* REQUIRED ACTIONS
(A) According to the text on flooding in Nigeria, how much farmland has been completely destroyed since August?
(B) Reproduce the passage of the Nigeria flooding text starting with "Across Africa's most" and going on through "to ease pressure.".

FILE - People walk through floodwaters after heavy rainfall in Hadeja, Nigeria, Monday, Sept 19, 2022.

Across Africa's most populous country, communities and crops of sorghum, maize, rice and vegetables are under water, with farmers and aid workers warning of a possible food crisis.

"The impact of the floods on food production is a real threat to the country and could lead to a major food crisis," said Hussaini Abdu, Nigeria director of the CARE charity.

"Flooding is still ongoing but we can safely say that between 60 to 75 percent of the yield we expected is going to be lost," Kabir Ibrahim, president of All Farmers Association of Nigeria, told AFP this week.

Nearly 110,000 hectares of farmland have been completely destroyed by flooding since August according to the latest government figures.

Officials and residents blame climate change but also poor planning and the release of excessive water from dams, a process that is meant to ease pressure.

"If you don't open the water through the spillways, then dams will break," said Ibrahim, and then "it would be like Pakistan. All of Nigeria would be under water like Pakistan."

Ibrahim, whose organization represents 20 million farmers, believes "there will be more hardship towards the end of the year and beginning of next year."

The floods have not just destroyed farmlands, they have also prevented the transport of trucks and damaged roads and bridges, further pressuring the food supply.

"We were hoping inflation would get a break with the (upcoming) harvest but now with the floods, it puts a big question mark on our forecast on inflation," said Ari Aisen, the IMF's Resident Representative for Nigeria.

The flooding has worsened a situation already hit by supply shortages.

* INFORMATION SUPPLIED
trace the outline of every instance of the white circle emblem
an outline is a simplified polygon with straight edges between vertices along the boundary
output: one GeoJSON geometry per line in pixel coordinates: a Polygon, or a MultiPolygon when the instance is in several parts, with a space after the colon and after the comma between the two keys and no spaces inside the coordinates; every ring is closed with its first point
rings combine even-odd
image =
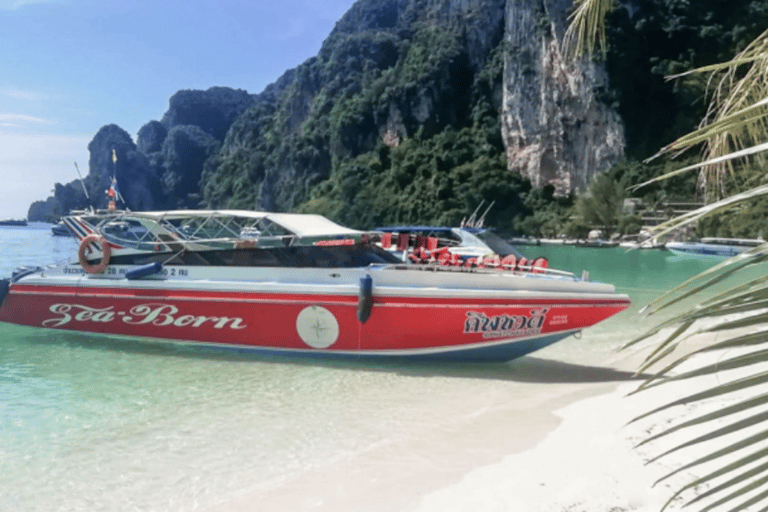
{"type": "Polygon", "coordinates": [[[312,348],[328,348],[339,339],[339,322],[321,306],[307,306],[296,317],[296,330],[312,348]]]}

* ANSWERS BY ITEM NUMBER
(A) Nearly 110,000 hectares of farmland.

(B)
Across Africa's most populous country, communities and crops of sorghum, maize, rice and vegetables are under water, with farmers and aid workers warning of a possible food crisis.

"The impact of the floods on food production is a real threat to the country and could lead to a major food crisis," said Hussaini Abdu, Nigeria director of the CARE charity.

"Flooding is still ongoing but we can safely say that between 60 to 75 percent of the yield we expected is going to be lost," Kabir Ibrahim, president of All Farmers Association of Nigeria, told AFP this week.

Nearly 110,000 hectares of farmland have been completely destroyed by flooding since August according to the latest government figures.

Officials and residents blame climate change but also poor planning and the release of excessive water from dams, a process that is meant to ease pressure.